§ SELECTED EXTRACT:

The oxide film 15 is formed by annealing the AuGeNi cathode electrode 14 formed on the AlGaAs cathode semiconductor layer 12 under oxidizing gas. That is, after forming the AuGeNi cathode electrode 14 on the AlGaAs cathode semiconductor layer 12, the resultant structure has been subjected under the oxidizing gas to the annealing treatment, and, in consequence, the Al or Ga which is the constituent element of the underlying cathode semiconductor layer 12 diffuses into the AuGeNi alloy, and is oxidized at the surface of the AuGeNi alloy layer 14, so that the oxide film 15 is formed at the surface of the cathode electrode 14. This oxide film 15 formed at and around the surface of the cathode electrode 14 improves the adhesion between the cathode electrode 14 and the interlayer insulating film 18.

3. A Configuration of the Gate Electrode

FIG. 3 is an enlarged view of the Au alloy gate electrode 16. The gate electrode 16 is made of the AuSbZn alloy and is formed on the gate semiconductor layer 10. The oxide film 17 is formed at and around the surface of the gate electrode 16. A portion of the oxide film 17, that is, the oxide film 17 in a region on which the Al interconnection 20 is to be formed is removed, and, thus, an ohmic contact between the Al interconnection 20 and the gate electrode 16 is obtained. The oxide film 17 in the region on which the Al interconnection 20 is to be formed is removed (in other words, an opening of the oxide film 17 is formed) by an etching treatment which, at the same time, forms the contact holes in the interlayer insulating film 18 as in forming the opening of the oxide film 15.

§ LISTED RECORDS:
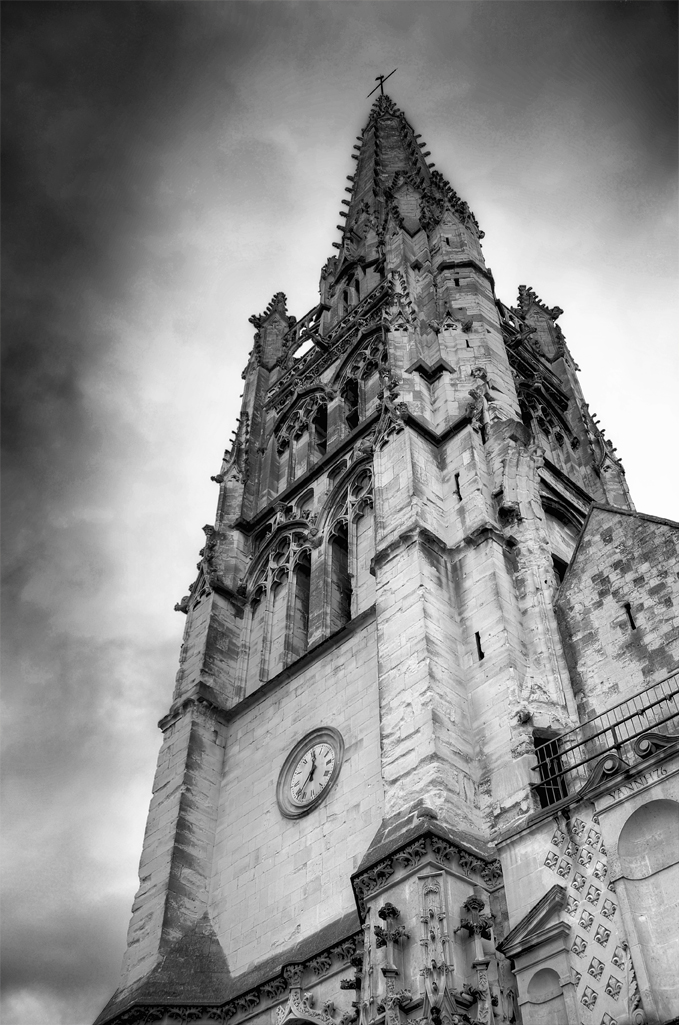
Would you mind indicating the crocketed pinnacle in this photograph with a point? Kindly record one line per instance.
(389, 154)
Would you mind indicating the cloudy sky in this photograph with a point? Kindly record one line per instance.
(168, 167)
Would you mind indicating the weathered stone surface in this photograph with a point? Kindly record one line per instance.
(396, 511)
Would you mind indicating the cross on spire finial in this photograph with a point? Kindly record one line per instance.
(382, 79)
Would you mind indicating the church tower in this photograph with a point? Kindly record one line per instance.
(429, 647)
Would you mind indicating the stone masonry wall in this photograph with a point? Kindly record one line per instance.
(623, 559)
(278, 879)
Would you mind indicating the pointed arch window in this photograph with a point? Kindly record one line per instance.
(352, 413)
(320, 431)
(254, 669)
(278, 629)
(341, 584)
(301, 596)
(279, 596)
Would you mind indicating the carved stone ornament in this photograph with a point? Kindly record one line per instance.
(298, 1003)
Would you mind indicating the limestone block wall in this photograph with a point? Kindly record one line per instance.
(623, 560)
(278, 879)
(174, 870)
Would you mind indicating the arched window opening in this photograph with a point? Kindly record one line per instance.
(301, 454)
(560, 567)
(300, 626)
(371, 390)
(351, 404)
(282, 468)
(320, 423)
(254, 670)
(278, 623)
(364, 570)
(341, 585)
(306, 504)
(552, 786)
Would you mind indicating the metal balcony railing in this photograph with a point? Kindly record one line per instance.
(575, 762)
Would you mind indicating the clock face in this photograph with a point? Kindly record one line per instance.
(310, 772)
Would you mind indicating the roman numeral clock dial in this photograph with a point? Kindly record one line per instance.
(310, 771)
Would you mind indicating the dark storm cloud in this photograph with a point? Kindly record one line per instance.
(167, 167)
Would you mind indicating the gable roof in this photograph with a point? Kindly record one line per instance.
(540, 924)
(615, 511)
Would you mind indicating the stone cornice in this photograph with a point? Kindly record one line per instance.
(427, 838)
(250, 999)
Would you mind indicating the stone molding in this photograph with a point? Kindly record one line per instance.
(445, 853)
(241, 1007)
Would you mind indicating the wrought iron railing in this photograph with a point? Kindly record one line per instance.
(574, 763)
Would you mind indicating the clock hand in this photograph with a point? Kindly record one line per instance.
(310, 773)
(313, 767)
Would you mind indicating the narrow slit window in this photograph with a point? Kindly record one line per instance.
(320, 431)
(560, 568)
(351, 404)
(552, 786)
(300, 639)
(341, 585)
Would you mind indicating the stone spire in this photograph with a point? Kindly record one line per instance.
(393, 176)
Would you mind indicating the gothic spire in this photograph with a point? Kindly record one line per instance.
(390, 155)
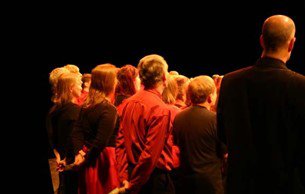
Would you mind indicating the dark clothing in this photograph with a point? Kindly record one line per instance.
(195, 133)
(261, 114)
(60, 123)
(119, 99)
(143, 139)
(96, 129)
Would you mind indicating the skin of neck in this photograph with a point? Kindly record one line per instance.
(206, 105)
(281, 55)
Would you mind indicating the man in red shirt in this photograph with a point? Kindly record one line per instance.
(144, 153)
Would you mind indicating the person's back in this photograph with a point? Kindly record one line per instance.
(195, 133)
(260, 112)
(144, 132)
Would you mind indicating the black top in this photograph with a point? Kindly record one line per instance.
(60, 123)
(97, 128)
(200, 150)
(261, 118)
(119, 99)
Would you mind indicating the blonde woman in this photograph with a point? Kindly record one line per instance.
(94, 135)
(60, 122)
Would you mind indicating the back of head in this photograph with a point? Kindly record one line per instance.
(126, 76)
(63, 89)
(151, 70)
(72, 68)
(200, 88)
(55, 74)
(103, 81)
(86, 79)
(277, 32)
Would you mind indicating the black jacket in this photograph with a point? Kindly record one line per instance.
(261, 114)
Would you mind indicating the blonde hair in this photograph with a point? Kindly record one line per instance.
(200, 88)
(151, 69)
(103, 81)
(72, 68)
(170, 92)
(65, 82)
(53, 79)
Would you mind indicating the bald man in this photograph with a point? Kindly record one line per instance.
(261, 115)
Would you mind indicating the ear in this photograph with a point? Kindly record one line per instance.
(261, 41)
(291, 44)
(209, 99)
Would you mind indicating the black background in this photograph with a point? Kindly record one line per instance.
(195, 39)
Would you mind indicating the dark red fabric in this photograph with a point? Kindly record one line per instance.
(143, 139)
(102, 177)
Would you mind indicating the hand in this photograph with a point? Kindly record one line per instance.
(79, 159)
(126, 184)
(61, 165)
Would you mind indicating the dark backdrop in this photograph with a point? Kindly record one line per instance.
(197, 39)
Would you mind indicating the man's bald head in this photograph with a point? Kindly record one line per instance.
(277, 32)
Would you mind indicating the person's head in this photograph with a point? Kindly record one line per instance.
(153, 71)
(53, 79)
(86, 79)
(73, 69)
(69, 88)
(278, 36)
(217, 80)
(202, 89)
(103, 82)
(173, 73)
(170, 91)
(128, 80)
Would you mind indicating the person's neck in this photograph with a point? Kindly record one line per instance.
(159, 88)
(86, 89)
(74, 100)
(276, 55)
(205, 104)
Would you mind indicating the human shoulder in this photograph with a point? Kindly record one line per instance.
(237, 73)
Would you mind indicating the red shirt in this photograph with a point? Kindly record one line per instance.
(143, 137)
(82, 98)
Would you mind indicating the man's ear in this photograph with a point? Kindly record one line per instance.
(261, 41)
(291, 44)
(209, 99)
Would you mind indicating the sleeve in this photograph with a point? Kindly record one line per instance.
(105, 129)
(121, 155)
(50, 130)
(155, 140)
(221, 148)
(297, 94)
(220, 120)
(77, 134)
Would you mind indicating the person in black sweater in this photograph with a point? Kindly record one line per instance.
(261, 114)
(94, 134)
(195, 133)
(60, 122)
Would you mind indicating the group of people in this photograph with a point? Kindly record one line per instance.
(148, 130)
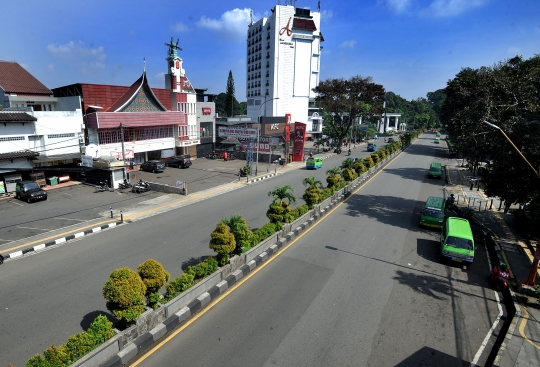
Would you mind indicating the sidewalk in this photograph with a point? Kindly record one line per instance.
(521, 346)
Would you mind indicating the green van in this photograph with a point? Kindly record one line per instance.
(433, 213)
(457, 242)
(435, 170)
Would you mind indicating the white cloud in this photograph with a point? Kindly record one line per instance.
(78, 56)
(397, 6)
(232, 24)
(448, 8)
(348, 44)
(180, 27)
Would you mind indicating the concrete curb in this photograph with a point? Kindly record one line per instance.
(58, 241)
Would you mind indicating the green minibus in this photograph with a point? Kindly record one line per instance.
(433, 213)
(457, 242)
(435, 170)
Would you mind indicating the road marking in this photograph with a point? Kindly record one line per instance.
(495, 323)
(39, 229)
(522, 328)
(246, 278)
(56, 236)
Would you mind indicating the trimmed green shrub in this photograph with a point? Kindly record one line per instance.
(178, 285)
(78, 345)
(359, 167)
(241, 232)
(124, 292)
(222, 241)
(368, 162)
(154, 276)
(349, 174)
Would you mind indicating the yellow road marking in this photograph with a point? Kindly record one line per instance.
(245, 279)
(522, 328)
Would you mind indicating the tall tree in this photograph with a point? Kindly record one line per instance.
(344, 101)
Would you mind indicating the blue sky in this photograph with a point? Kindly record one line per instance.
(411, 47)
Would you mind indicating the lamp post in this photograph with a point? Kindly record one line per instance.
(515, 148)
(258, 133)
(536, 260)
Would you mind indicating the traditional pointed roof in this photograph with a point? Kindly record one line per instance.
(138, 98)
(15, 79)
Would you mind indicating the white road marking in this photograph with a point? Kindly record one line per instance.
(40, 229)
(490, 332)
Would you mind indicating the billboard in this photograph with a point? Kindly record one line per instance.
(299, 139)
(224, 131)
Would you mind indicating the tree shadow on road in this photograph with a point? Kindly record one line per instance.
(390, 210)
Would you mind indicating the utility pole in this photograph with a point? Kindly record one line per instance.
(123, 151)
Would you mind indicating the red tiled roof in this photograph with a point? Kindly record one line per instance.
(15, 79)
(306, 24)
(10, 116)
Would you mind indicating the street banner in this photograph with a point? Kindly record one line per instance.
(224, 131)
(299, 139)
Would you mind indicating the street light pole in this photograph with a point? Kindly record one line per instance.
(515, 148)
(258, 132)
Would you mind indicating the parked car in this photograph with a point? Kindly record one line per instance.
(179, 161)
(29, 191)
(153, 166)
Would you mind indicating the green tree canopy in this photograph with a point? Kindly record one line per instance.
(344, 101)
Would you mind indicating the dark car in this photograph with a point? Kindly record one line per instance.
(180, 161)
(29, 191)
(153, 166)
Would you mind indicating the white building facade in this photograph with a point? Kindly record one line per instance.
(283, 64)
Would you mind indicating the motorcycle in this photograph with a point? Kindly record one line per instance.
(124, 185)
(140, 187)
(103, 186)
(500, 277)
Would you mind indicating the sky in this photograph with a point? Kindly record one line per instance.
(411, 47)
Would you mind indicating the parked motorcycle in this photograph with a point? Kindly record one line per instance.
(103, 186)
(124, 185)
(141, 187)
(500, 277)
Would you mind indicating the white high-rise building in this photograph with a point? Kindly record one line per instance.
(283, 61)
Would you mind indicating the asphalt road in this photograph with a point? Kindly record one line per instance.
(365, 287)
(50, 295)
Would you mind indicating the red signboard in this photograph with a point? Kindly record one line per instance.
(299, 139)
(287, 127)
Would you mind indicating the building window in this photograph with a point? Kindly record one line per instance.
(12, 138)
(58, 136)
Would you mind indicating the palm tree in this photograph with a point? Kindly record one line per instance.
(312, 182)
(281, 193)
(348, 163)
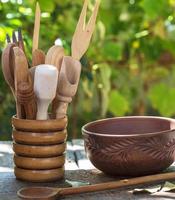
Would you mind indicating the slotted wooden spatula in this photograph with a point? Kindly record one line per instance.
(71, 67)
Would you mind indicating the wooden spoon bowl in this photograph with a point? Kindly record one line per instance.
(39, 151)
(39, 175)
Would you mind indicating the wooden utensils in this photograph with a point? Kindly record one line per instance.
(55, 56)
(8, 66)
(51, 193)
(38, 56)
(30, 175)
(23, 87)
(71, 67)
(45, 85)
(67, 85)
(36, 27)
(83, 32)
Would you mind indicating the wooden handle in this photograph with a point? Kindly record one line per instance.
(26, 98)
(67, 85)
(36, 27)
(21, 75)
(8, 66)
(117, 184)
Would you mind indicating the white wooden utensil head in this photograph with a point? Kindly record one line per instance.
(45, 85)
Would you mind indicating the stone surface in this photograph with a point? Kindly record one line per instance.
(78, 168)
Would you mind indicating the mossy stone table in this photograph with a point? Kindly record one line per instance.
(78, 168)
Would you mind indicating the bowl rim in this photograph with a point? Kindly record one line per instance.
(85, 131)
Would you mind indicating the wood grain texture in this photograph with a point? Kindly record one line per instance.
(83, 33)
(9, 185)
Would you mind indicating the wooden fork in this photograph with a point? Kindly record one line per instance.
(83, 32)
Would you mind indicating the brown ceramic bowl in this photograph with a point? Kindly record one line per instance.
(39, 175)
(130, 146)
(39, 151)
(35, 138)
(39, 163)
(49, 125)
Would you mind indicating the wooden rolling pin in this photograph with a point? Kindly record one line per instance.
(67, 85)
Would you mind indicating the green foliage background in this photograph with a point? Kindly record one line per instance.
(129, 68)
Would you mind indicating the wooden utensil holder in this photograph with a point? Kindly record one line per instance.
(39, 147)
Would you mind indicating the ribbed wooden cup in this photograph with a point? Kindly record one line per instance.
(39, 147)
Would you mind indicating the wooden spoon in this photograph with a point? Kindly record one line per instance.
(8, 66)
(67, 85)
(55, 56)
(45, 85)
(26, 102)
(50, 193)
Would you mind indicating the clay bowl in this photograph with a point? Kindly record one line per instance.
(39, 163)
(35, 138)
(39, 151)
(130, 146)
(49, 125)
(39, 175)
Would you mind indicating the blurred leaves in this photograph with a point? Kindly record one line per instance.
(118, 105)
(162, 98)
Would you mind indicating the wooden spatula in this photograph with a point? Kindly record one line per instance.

§ EXERCISE:
Continue the passage on the electrode oxide films from the point where it stops. The data here was drawn from a separate source.

§ RESPONSE FOR THIS EXERCISE:
The oxide film 17 is formed by annealing the AuSbZn gate electrode 16 formed on the AlGaAs gate semiconductor layer 10 under the oxidizing gas. That is, after forming the AuSbZn gate electrode 16 on the AlGaAs gate semiconductor layer 10, the resultant structure has been subjected under the oxidizing gas to the annealing treatment, and, in turn, the Al or Ga which is the constituent element of the underlying gate semiconductor layer 10 diffuses into the AuSbZn alloy, and is oxidized at the surface of the AuSbZn alloy layer 16, so that the oxide film 17 is formed at the surface of the gate electrode 16. This oxide film 17 formed at and around the surface of the gate electrode 16 improves the adhesion between the gate electrode 16 and the interlayer insulating film 18.

4. The Oxide Films of the Cathode and Gate Electrodes

FIG. 4 shows an analysis result of the cathode electrode 14 annealed so as to be oxidized. At this figure, a lateral axis represents a sputtering time (minute) during which the surface of the cathode electrode 14 has been subjected to a sputtering treatment, and corresponds to a depth from the surface of the cathode electrode 14. A vertical axis represents atomic concentration %. In a case that the sputtering time is short, at the surface region of the cathode electrode 14, the atomic concentrations of oxygen atoms O and aluminum atoms Al become high. Thereafter, as the sputtering time increases, the atomic concentrations of the oxygen atoms and aluminum atoms Al decreases, whereas the atomic concentration of gold atoms Au becomes high. This gives evidence that the oxide film whose dominating component is Al is formed at the surface of the cathode electrode 14.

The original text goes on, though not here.